## READING TEXT
######

For more information on cycling in Queensland, including the Queensland Cycling Strategy 2017-27 and the PNCPs visit
The historic rail bridge over Lockyer Creek on the Brisbane Valley Rail Trail (BVRT) is undergoing a $4.5 million refurbishment, due for completion by November, making it a major tourist attraction and improving the usability of the rail trail. (see image above)
The 1886 historic timber bridge requires refurbishment and will enable rail trail users to avoid a low level creek crossing with a steep descent and climb on the embankment. Stablisation works were completed by the Transport and Main Roads Department last year and the next phase of restoration involves replacing all timber components, and abrasive blasting and repainting of the steel truss. A new pedestrian walkway will then be installed, delivering an all-weather, safe crossing over Lockyer Creek.
Jim Madden MP for Ipswich West is a former Councillor who has been a long-time support of the bridge refurbishment and is pleased to see this key link in the BVRT. Transport and Main Roads Minister Mark Bailey said he hoped the final trail would rival the Otago Rail Trail in New Zealand and the Great Victorian Rail Trail in Victoria.
Rail Trails Australia notes that this will easily be the most expensive rail trail bridge reconstruction in Australia but will preserve and allow use of this historic bridge. When opened it will remove the steepest and potentially hazardous low level crossing on the rail trail and, as noted by Mr Madden, will help bring the BVRT closer to achieving its potential.
Community groups from Gladstone to Maryborough have been lobbying the Queensland Government for the past six years on the future of the rail corridor, which has not been in use since 2002. Ideas raised include using sections of the tracks as working rail through to developing the corridor for use as a recreational trail to showcase old infrastructure and attract tourism to the towns and districts along its path.
In 2017, Cr Desley O’Grady (Gladstone Regional Council) facilitated a number of community forums to gain support from residents, community groups and businesses alike who showed significant interest in preserving the rail corridor between Gayndah to Taragoola (Calliope). Attendees represented 14 different community groups including horse-riders, walkers, cycling and historians. They ranged from areas including Gladstone, Calliope, Nagoorin, Ubobo, Boyne Valley, Kalpower, Bancroft, Mungungo, Monto and Gayndah.

######

## DATA EXCERPT
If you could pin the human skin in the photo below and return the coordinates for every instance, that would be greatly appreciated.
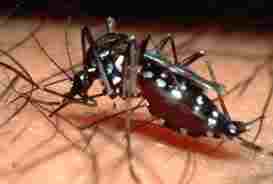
(31, 152)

######

## STATED EXERCISE
Write what comes next in the Queensland rail trail article, picking up right after its last sentence.

## RESULT BELOW
Meetings are continuing on a monthly basis and Department of Transport representatives have been regular attendees, providing updates on their Asset Removal project plans and considering and supporting our requests to save sections of line, sleepers and timber bridges that would have otherwise been removed for good. All works in the North Burnett region has now been completed and Queensland Rail are now in the process of handing the assets over to the Department of Transport and Main Roads. Work has commenced in the Boyne Valley Gladstone region and we are continuing to lobby to save infrastructure that could benefit the proposed rail trail.
Since 2017 interest from the community has grown. We have also been successful in stopping work on the removal of line and hog-back sleepers through an historic series of six tunnels that would showcase the proposed rail trail attracting visitors from afar. We hope to save all (or at least section) of this line and sleepers. However, the outcomes of a feasibility study supported by the North Burnett and Gladstone Regional Councils and funded by the Queensland Government will be our guiding light. The feasibility study of 269km of rail corridor is due to be completed mid 2019. We are privileged to have both councils very supportive of our goals. It will be a matter of the financial costs vs. economic benefits and financial support from Queensland and Commonwealth governments that will see continued Council support into the future.
Our group has ‘steamed’ along well and has now formed an incorporated body, ‘Boyne Burnett Inland Rail Trail Inc.’ challenged with facilitating a proposed development of the rail corridor from Taragoola (near Gladstone, Central Queensland), through the Boyne Valley, on to Monto, Eidsvold, Mundubbera and south through Gayndah.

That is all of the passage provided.